Exercise task →
Pull out every line of the material below that contains the string "apartment", matching case exactly.

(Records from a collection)

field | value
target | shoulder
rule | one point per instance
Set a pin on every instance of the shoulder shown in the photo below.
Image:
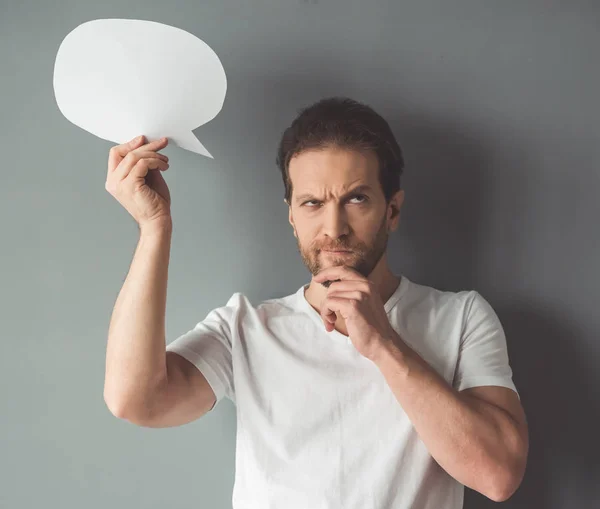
(434, 300)
(242, 305)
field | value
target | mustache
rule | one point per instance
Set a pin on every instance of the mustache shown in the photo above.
(338, 247)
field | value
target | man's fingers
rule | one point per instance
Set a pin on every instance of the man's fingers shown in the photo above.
(132, 159)
(141, 168)
(118, 152)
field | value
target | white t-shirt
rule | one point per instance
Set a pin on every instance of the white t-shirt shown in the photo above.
(317, 425)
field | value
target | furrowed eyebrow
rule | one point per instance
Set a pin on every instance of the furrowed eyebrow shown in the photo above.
(359, 189)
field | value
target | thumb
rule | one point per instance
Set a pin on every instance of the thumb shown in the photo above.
(136, 142)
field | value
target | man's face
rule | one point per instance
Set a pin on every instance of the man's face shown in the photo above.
(337, 204)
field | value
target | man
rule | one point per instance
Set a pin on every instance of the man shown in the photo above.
(362, 389)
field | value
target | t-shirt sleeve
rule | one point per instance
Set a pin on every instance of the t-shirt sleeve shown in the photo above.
(483, 354)
(209, 345)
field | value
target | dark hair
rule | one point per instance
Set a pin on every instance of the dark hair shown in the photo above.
(345, 123)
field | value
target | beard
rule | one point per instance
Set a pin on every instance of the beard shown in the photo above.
(363, 258)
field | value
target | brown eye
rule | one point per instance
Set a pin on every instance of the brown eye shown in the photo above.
(361, 196)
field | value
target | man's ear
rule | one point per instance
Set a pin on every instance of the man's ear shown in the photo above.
(396, 204)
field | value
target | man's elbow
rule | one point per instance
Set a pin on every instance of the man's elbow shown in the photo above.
(504, 484)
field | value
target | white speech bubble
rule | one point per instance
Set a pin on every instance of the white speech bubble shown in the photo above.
(119, 78)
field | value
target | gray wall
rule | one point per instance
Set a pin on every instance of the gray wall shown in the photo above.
(496, 107)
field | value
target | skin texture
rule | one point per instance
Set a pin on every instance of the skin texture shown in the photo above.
(479, 435)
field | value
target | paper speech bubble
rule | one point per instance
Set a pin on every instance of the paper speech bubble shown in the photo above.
(119, 78)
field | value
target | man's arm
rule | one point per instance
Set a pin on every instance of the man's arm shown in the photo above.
(479, 436)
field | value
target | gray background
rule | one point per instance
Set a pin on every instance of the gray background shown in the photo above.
(496, 107)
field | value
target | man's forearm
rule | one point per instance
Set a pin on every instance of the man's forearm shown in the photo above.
(468, 439)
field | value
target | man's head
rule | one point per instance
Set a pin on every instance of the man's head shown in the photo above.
(341, 168)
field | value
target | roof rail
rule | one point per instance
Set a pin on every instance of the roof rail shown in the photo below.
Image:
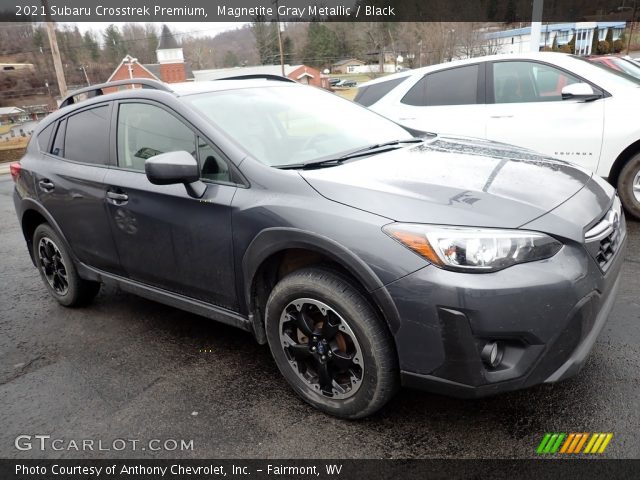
(97, 90)
(263, 76)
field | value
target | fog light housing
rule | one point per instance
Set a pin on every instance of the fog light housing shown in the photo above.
(492, 354)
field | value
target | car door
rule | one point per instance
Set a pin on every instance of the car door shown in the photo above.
(70, 184)
(165, 237)
(525, 108)
(449, 101)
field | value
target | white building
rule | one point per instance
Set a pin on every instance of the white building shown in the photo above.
(518, 40)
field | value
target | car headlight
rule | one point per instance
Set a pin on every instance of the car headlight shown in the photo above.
(473, 249)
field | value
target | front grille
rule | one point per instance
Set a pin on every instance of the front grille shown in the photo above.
(604, 239)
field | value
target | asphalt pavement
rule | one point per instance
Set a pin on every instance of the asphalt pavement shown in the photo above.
(128, 368)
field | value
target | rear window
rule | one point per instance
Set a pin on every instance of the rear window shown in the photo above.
(370, 94)
(87, 136)
(44, 137)
(455, 86)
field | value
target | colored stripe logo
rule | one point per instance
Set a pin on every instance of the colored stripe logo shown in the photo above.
(573, 443)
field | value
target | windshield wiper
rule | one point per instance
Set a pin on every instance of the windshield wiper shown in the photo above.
(359, 152)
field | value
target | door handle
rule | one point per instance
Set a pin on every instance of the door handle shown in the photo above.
(117, 198)
(46, 185)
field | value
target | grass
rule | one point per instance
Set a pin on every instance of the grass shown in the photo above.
(350, 93)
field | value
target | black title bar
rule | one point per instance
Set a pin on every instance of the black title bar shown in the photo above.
(511, 11)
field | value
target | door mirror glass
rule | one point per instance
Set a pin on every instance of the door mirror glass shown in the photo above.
(577, 91)
(171, 168)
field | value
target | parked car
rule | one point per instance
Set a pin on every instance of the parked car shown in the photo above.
(558, 104)
(347, 83)
(624, 65)
(365, 257)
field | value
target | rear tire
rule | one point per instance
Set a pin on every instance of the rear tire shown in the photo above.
(629, 186)
(58, 270)
(330, 344)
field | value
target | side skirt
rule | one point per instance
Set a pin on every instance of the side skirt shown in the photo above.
(213, 312)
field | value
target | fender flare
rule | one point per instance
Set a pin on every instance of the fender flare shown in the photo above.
(273, 240)
(31, 204)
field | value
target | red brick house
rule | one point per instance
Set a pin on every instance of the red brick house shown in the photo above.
(171, 67)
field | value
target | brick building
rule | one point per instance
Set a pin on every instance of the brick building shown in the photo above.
(299, 73)
(171, 67)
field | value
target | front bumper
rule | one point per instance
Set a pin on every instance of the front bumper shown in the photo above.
(547, 316)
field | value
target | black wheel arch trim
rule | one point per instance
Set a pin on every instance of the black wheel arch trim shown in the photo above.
(271, 241)
(27, 204)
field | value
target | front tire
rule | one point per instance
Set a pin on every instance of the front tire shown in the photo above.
(330, 344)
(58, 270)
(629, 186)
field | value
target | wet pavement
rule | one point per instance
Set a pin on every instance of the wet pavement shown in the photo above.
(128, 368)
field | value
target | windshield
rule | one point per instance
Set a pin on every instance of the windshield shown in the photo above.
(281, 125)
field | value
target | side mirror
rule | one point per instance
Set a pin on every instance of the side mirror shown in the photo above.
(172, 167)
(579, 91)
(175, 167)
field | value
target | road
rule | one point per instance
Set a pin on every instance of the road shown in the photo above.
(128, 368)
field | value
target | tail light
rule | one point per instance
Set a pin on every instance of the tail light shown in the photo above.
(15, 169)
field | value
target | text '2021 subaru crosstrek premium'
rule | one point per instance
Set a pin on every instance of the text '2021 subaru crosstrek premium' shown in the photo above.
(365, 257)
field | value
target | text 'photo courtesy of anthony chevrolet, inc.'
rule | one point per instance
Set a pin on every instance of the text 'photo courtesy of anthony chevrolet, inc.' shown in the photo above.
(335, 239)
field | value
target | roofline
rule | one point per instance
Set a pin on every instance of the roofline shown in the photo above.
(122, 63)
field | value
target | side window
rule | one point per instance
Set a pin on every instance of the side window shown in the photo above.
(367, 96)
(58, 144)
(44, 137)
(213, 166)
(87, 136)
(455, 86)
(522, 82)
(145, 131)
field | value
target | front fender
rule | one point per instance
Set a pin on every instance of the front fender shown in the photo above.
(270, 241)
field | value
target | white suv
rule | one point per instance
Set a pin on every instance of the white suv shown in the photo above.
(557, 104)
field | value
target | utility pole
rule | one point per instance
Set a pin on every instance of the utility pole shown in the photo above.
(536, 25)
(53, 42)
(279, 38)
(633, 18)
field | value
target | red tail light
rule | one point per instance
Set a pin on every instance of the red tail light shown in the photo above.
(15, 169)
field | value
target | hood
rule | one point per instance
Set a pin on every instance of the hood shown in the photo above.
(452, 181)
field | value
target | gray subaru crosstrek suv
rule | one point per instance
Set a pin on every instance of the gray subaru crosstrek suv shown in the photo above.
(364, 256)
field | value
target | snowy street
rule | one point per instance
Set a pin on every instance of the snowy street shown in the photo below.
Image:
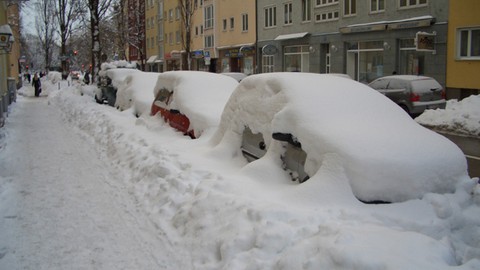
(89, 186)
(59, 208)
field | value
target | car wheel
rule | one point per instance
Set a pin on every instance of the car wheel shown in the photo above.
(405, 108)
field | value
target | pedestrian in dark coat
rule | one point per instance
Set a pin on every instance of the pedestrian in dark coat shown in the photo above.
(37, 85)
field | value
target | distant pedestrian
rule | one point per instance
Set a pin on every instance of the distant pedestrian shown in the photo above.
(37, 84)
(86, 77)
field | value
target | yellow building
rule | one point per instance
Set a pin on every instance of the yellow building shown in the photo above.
(172, 40)
(154, 35)
(199, 62)
(235, 35)
(463, 53)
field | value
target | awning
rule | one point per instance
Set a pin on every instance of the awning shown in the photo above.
(291, 36)
(152, 59)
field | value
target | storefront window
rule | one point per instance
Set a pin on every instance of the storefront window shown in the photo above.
(411, 61)
(268, 64)
(365, 60)
(297, 59)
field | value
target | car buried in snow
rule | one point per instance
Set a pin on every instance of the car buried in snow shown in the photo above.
(310, 122)
(191, 101)
(110, 77)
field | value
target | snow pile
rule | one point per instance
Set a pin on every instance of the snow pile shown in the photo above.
(136, 92)
(227, 216)
(201, 96)
(404, 159)
(117, 64)
(461, 117)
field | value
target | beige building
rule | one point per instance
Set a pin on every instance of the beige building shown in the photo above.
(8, 61)
(154, 35)
(236, 36)
(172, 36)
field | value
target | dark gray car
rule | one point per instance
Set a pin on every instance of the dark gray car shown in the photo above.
(413, 93)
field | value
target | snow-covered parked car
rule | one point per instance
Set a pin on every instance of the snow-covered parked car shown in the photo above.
(321, 127)
(110, 76)
(192, 101)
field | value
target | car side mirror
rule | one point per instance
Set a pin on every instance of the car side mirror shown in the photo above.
(286, 137)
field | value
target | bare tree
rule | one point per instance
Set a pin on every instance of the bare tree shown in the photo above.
(45, 27)
(97, 9)
(68, 12)
(186, 13)
(121, 35)
(136, 28)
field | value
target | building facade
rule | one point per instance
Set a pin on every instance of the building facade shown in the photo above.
(236, 36)
(136, 32)
(463, 53)
(364, 39)
(8, 59)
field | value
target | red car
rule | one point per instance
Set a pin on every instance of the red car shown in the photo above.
(192, 101)
(176, 119)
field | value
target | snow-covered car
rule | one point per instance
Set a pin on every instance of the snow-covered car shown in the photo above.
(414, 94)
(320, 126)
(111, 76)
(75, 75)
(135, 93)
(191, 101)
(239, 76)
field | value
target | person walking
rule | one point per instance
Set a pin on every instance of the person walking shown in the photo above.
(37, 84)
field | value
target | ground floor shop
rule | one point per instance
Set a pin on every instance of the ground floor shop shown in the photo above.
(363, 52)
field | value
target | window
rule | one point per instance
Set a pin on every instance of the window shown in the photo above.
(244, 22)
(412, 3)
(325, 2)
(209, 18)
(209, 41)
(268, 64)
(306, 10)
(270, 17)
(377, 6)
(469, 43)
(350, 7)
(327, 16)
(287, 13)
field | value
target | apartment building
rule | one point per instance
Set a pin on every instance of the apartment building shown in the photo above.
(7, 44)
(154, 35)
(236, 36)
(463, 53)
(172, 36)
(135, 14)
(365, 39)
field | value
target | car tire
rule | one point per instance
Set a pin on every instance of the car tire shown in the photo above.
(99, 101)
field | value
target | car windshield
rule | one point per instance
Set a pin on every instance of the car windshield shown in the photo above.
(422, 86)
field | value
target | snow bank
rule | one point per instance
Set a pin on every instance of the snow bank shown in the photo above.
(199, 95)
(136, 93)
(226, 216)
(386, 156)
(461, 117)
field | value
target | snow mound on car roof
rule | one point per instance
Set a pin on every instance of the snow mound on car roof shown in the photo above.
(384, 153)
(201, 96)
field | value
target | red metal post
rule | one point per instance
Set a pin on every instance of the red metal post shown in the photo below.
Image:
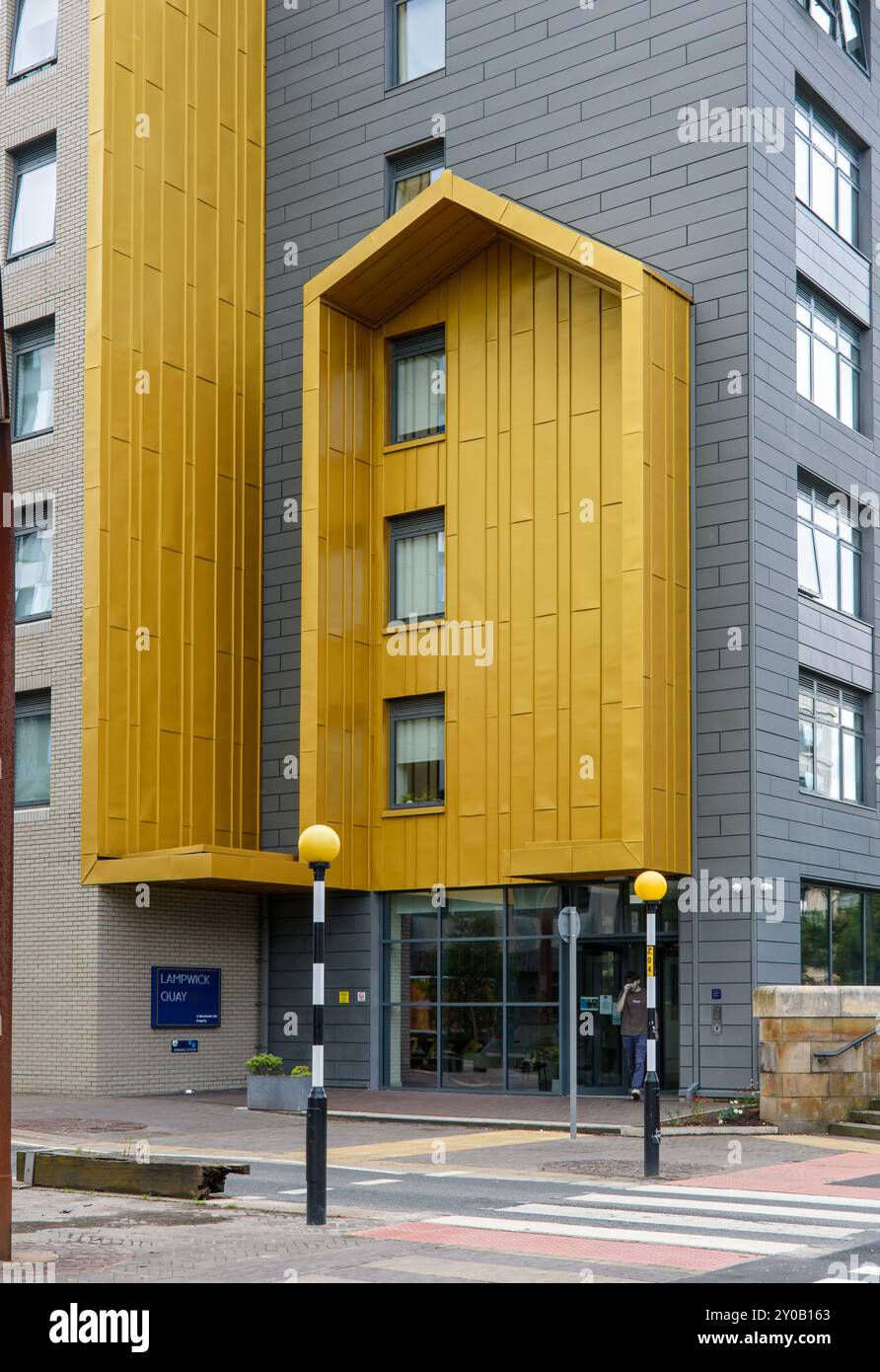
(7, 799)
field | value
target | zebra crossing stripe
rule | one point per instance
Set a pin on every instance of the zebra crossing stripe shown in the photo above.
(805, 1231)
(765, 1248)
(671, 1202)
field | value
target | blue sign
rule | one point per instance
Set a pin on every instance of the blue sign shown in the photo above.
(183, 998)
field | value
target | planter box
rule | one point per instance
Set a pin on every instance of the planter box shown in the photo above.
(278, 1093)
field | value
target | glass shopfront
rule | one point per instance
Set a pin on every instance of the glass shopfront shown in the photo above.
(476, 988)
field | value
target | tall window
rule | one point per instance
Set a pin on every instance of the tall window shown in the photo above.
(34, 718)
(833, 739)
(417, 567)
(418, 38)
(840, 936)
(828, 358)
(417, 751)
(472, 989)
(34, 379)
(35, 36)
(34, 570)
(827, 171)
(842, 21)
(417, 386)
(32, 224)
(830, 551)
(412, 172)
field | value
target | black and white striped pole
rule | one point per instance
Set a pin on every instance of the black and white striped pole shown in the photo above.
(651, 888)
(319, 845)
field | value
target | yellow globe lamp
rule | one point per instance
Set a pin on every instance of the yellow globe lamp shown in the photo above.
(650, 886)
(319, 845)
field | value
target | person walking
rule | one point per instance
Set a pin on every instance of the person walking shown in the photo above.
(632, 1006)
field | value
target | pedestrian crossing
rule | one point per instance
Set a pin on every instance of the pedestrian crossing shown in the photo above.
(657, 1230)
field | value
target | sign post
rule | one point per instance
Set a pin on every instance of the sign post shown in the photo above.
(651, 888)
(7, 801)
(569, 929)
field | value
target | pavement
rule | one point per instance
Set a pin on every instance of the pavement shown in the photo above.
(437, 1202)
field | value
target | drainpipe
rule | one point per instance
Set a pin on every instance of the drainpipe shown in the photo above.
(263, 973)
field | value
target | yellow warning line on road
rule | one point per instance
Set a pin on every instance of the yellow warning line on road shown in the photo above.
(426, 1147)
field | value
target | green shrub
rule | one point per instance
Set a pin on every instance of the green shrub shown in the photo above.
(263, 1065)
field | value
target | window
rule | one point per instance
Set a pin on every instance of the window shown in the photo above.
(408, 173)
(840, 936)
(34, 714)
(34, 569)
(828, 358)
(34, 379)
(35, 36)
(827, 171)
(418, 386)
(830, 551)
(417, 751)
(417, 567)
(833, 739)
(34, 197)
(472, 989)
(418, 38)
(842, 21)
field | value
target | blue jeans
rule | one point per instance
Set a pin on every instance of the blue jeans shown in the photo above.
(634, 1048)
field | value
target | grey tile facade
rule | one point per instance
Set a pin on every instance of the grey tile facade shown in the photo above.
(576, 112)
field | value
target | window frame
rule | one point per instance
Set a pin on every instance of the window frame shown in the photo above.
(29, 704)
(834, 9)
(843, 326)
(410, 526)
(411, 162)
(817, 495)
(46, 531)
(414, 707)
(844, 146)
(402, 347)
(394, 46)
(36, 66)
(821, 689)
(31, 338)
(833, 888)
(28, 158)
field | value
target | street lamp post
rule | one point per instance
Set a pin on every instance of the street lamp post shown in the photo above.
(319, 845)
(7, 801)
(651, 888)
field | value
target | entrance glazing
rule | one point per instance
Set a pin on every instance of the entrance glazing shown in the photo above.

Answer in full →
target | apartment building
Set a pin on every instance of the apartment building shown in the photo above.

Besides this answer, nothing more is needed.